**Source extract**
Intrathecal Bupivacaine and Effect on Blood Pressure Over Time in Intrathecal Drug Delivery Systems: a Retrospective Review
Matthew McEwan, DO; Salim Hayek, MD, PhD; Elias Veizi, MD; Ryan Galica, MD; Omar Ali, MD;
Sivakanth Katta, MD
Bupivacaine is a common adjuvant medication used in addition to opioids in intrathecal drug delivery systems (IDDSs). While the short-term effects of larger dose intrathecal bupivacaine on blood pressure have been studied, there is a dearth of data regarding long-term effects of continuous intrathecal bupivacaine infusion in IDDSs.

**Extracted information**

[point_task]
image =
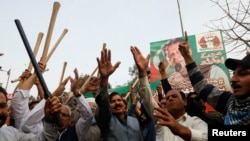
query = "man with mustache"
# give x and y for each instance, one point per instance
(236, 105)
(10, 133)
(111, 114)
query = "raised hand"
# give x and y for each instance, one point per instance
(60, 89)
(92, 85)
(105, 66)
(140, 61)
(75, 88)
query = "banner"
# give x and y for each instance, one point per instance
(208, 52)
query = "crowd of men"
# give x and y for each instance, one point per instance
(175, 116)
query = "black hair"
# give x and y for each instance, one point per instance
(112, 94)
(170, 42)
(2, 90)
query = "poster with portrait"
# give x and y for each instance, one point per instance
(208, 51)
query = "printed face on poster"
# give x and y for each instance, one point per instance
(208, 51)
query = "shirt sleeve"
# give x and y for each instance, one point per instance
(84, 122)
(103, 112)
(19, 106)
(33, 121)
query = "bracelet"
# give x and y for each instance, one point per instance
(79, 94)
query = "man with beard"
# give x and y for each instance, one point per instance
(10, 133)
(111, 114)
(235, 106)
(176, 123)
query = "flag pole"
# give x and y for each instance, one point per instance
(8, 73)
(179, 9)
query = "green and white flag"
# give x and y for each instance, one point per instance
(208, 51)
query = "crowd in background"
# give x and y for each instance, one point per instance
(169, 115)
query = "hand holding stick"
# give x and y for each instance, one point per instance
(63, 71)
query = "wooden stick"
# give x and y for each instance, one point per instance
(55, 10)
(56, 45)
(136, 81)
(63, 71)
(19, 79)
(38, 42)
(88, 79)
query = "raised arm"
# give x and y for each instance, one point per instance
(106, 68)
(144, 87)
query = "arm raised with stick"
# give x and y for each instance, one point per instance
(47, 94)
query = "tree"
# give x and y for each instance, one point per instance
(234, 24)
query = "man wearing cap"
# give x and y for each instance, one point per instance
(236, 105)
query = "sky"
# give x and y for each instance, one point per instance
(90, 23)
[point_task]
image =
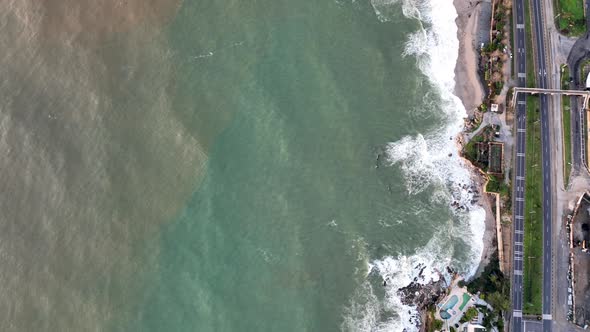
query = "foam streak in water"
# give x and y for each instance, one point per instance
(427, 160)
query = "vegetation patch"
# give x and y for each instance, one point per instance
(566, 124)
(570, 18)
(533, 236)
(494, 288)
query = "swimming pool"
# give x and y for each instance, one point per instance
(466, 299)
(452, 301)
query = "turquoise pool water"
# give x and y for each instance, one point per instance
(466, 299)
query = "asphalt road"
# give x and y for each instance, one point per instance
(519, 170)
(520, 167)
(547, 164)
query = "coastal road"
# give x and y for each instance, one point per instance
(541, 69)
(519, 168)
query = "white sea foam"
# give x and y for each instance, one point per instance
(427, 160)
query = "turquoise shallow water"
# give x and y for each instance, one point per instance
(212, 165)
(292, 204)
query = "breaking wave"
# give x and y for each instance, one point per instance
(427, 161)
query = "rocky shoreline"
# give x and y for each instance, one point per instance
(470, 29)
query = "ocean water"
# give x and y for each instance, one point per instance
(228, 165)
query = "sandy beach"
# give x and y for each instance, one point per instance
(468, 88)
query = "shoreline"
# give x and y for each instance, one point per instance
(469, 89)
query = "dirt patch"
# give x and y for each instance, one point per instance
(580, 239)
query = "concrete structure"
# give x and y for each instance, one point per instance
(519, 103)
(541, 62)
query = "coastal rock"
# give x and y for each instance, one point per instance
(422, 296)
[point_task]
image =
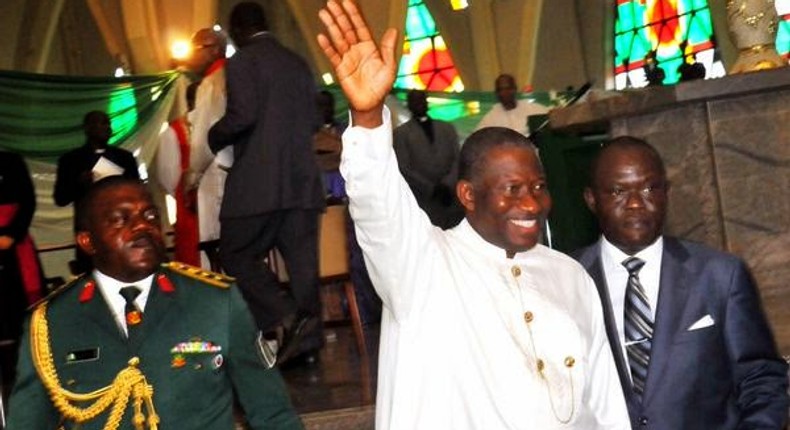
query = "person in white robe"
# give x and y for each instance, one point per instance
(482, 327)
(509, 111)
(206, 171)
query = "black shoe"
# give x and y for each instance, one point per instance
(304, 360)
(293, 337)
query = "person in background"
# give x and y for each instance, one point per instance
(427, 151)
(140, 342)
(207, 172)
(327, 145)
(172, 164)
(80, 167)
(21, 280)
(483, 327)
(273, 193)
(692, 345)
(510, 112)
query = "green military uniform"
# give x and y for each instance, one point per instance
(197, 345)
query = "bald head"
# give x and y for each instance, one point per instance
(208, 46)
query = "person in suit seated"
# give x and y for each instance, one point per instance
(80, 167)
(427, 150)
(140, 342)
(691, 343)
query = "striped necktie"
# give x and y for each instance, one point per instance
(638, 325)
(132, 313)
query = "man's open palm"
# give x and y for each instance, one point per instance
(364, 71)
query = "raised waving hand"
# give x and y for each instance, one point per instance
(365, 71)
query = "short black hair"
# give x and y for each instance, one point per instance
(473, 153)
(623, 142)
(84, 208)
(248, 16)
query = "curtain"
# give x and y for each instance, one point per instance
(41, 118)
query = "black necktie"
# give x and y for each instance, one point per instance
(132, 313)
(638, 326)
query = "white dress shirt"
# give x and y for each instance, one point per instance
(111, 291)
(455, 350)
(617, 279)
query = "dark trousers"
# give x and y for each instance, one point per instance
(246, 242)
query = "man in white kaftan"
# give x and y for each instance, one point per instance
(455, 351)
(510, 112)
(482, 328)
(206, 171)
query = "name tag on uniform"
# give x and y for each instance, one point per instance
(82, 355)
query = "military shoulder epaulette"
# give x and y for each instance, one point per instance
(211, 278)
(54, 293)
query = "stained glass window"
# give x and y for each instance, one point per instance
(783, 30)
(663, 34)
(426, 63)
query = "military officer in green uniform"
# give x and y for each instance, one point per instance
(140, 343)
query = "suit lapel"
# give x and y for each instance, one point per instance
(672, 299)
(158, 307)
(95, 308)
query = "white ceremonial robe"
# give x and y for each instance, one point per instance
(455, 350)
(210, 102)
(515, 119)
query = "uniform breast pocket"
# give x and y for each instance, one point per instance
(700, 335)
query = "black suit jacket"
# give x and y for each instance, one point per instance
(70, 185)
(724, 376)
(270, 120)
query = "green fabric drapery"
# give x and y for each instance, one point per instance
(41, 118)
(464, 110)
(41, 115)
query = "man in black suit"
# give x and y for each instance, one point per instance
(273, 192)
(80, 167)
(692, 346)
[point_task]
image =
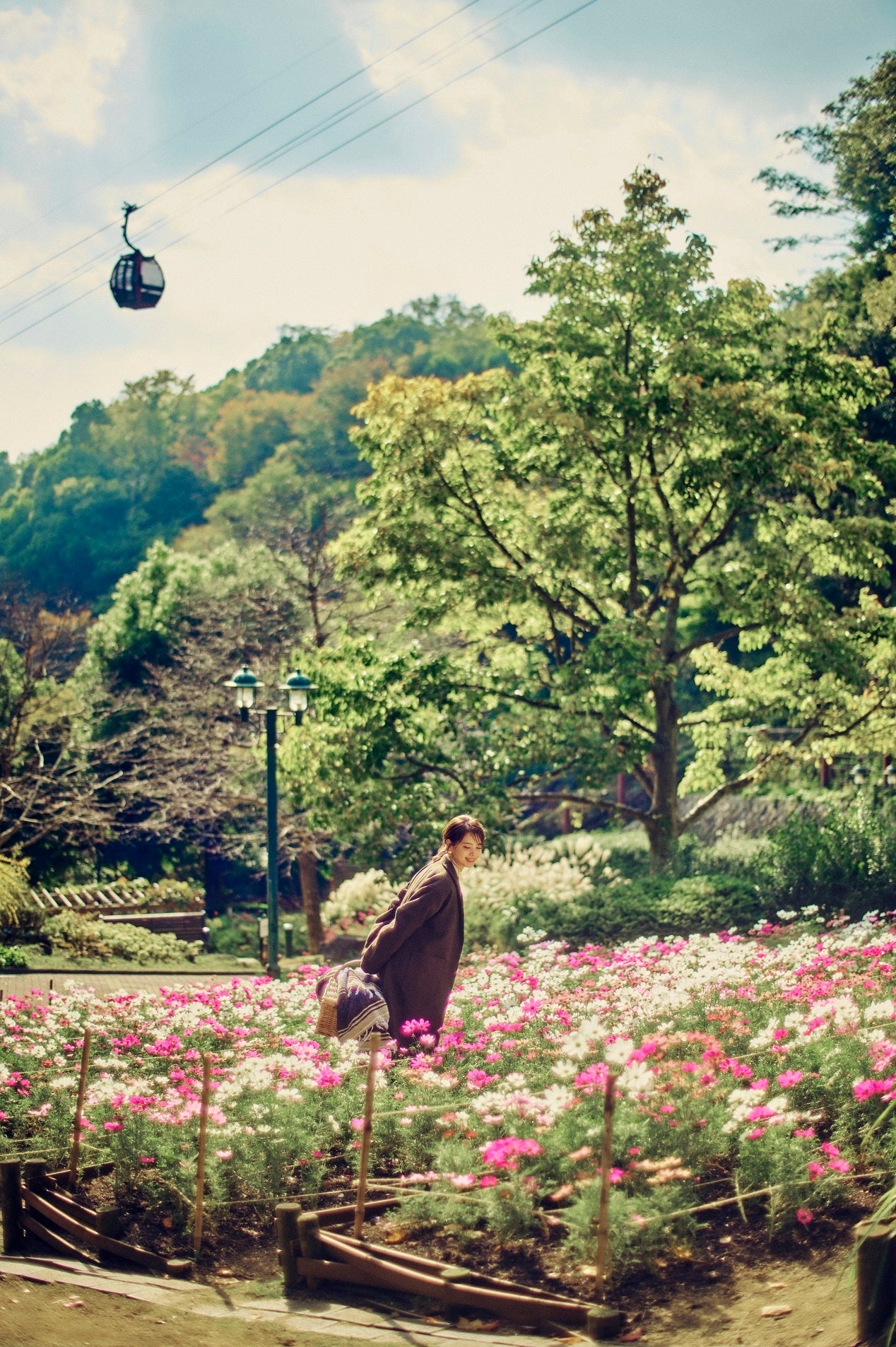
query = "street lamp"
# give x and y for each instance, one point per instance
(298, 691)
(245, 686)
(298, 694)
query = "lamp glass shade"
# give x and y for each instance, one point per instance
(298, 691)
(244, 685)
(298, 698)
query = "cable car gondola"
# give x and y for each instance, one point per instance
(136, 282)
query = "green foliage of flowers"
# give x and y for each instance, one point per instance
(88, 936)
(762, 1061)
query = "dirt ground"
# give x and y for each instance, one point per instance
(38, 1315)
(814, 1296)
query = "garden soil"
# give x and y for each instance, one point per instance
(813, 1298)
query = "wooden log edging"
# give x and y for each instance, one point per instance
(314, 1253)
(50, 1213)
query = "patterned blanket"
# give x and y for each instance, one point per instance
(352, 1005)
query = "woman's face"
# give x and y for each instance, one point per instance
(466, 852)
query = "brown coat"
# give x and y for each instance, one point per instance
(415, 946)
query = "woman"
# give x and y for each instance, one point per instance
(415, 946)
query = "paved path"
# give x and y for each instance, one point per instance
(107, 984)
(223, 1302)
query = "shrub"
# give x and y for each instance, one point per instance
(845, 859)
(358, 902)
(233, 934)
(18, 914)
(86, 936)
(567, 889)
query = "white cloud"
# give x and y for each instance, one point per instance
(57, 69)
(535, 146)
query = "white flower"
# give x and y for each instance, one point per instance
(618, 1054)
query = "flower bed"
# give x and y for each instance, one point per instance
(763, 1059)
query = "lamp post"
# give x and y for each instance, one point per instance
(298, 693)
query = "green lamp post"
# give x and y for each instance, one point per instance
(298, 695)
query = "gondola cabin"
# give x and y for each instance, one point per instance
(136, 282)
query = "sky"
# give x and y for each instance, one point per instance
(404, 162)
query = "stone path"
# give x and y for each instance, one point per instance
(225, 1303)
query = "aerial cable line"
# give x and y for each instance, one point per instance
(417, 102)
(481, 65)
(310, 102)
(360, 102)
(177, 135)
(294, 112)
(310, 134)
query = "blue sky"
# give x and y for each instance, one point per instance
(111, 100)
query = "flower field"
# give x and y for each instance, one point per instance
(768, 1060)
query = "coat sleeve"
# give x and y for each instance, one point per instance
(404, 919)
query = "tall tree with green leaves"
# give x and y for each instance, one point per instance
(666, 490)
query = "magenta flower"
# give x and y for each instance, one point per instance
(503, 1152)
(477, 1078)
(413, 1027)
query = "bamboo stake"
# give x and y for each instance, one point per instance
(365, 1134)
(200, 1170)
(78, 1110)
(604, 1204)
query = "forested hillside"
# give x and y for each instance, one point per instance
(78, 515)
(649, 534)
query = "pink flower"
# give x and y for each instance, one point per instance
(326, 1078)
(477, 1078)
(413, 1027)
(503, 1152)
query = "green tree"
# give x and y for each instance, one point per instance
(664, 490)
(389, 753)
(856, 142)
(247, 431)
(49, 801)
(86, 510)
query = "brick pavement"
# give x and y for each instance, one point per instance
(107, 984)
(309, 1314)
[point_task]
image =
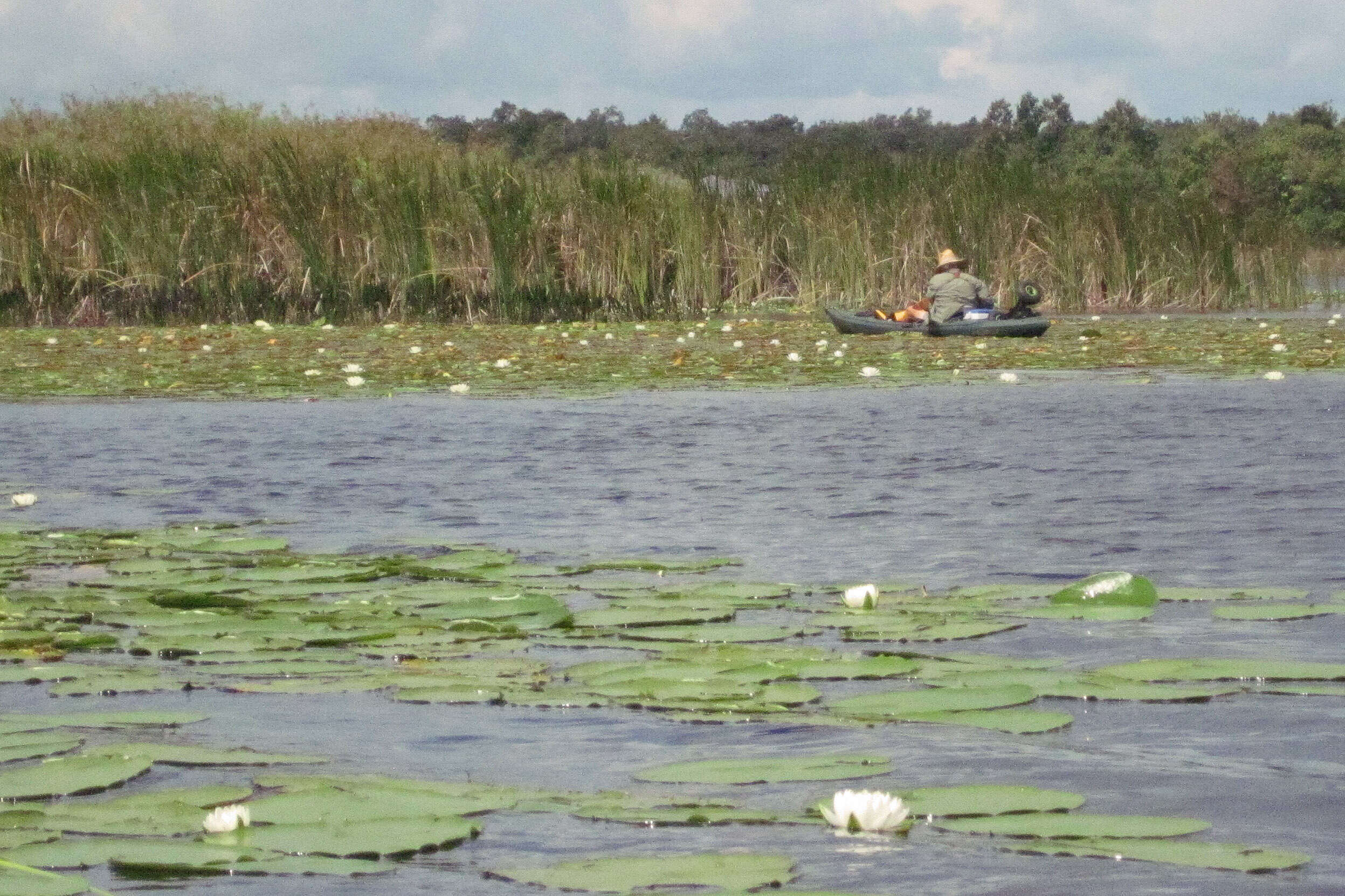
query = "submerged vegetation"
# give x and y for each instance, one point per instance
(229, 610)
(183, 209)
(278, 362)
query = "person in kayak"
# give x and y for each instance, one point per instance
(953, 290)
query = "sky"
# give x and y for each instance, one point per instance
(814, 59)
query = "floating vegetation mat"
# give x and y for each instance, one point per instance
(276, 362)
(99, 613)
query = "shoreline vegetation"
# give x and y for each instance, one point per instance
(275, 362)
(180, 209)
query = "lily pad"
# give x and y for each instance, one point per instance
(1015, 722)
(189, 755)
(17, 881)
(363, 839)
(70, 775)
(1200, 669)
(36, 745)
(1077, 825)
(898, 704)
(1114, 589)
(989, 800)
(739, 871)
(1192, 853)
(768, 770)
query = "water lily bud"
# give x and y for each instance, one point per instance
(865, 810)
(226, 818)
(861, 597)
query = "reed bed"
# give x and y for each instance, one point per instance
(182, 209)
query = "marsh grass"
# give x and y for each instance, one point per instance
(180, 209)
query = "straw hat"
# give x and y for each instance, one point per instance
(949, 258)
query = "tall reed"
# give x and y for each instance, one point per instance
(173, 209)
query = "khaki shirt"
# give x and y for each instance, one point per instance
(954, 290)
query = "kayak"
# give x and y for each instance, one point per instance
(860, 324)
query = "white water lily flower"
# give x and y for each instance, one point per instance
(226, 818)
(861, 597)
(860, 810)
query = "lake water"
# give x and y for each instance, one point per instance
(1185, 480)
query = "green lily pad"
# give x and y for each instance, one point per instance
(1091, 612)
(70, 775)
(1192, 853)
(189, 755)
(988, 800)
(1114, 589)
(338, 807)
(677, 816)
(951, 630)
(716, 633)
(36, 745)
(400, 836)
(132, 719)
(1202, 669)
(643, 617)
(768, 770)
(898, 704)
(17, 881)
(1077, 825)
(623, 875)
(1275, 612)
(1015, 722)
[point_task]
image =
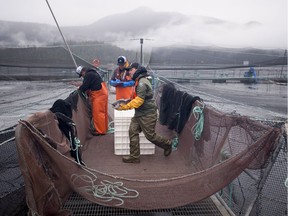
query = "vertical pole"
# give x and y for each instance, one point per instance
(141, 52)
(61, 34)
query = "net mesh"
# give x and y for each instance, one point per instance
(192, 173)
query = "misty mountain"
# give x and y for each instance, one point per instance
(161, 27)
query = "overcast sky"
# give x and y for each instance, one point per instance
(271, 13)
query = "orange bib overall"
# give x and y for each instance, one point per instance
(99, 109)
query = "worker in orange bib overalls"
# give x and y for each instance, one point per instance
(97, 93)
(121, 79)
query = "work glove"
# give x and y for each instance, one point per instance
(135, 103)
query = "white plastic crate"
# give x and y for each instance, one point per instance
(122, 121)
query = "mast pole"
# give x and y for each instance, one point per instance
(61, 34)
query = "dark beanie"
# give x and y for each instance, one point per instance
(139, 71)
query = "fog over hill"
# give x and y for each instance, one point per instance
(160, 28)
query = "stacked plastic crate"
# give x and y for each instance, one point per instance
(122, 121)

**Required work**
A. Rewrite the paragraph of the intrathecal bupivacaine extract that begins "Bupivacaine is a common adjuvant" in shorter form, keeping its main facts.
B. Write the next paragraph of the intrathecal bupivacaine extract, continuing after its final sentence.

**Your written answers**
A. Bupivacaine is often added to opioids in intrathecal drug delivery systems (IDDSs). Studies have examined how larger intrathecal doses affect blood pressure in the short term. Little is known about the long-term effects of continuous intrathecal bupivacaine infusion in IDDSs.

B.
Materials & Methods:
Following IRB approval, a review of all patients with bupivacaine infusing through IDDSs in patients with non-cancer pain from January 2013 to January 2017 is performed. Patient demographics, hypertension status, antihypertensive medications, and catheter tip level are documented. Bupivacaine doses are documented at implantation, three months after implant, six months after implant, and one year after implant. Blood pressure values before implantation, one week after implant, three months after implant, six months after implant, and one year after implant are recorded as available. The effect of intrathecal bupivacaine on mean arterial blood pressure, systolic blood pressure, and diastolic blood pressure is reported at these time intervals in IDDSs.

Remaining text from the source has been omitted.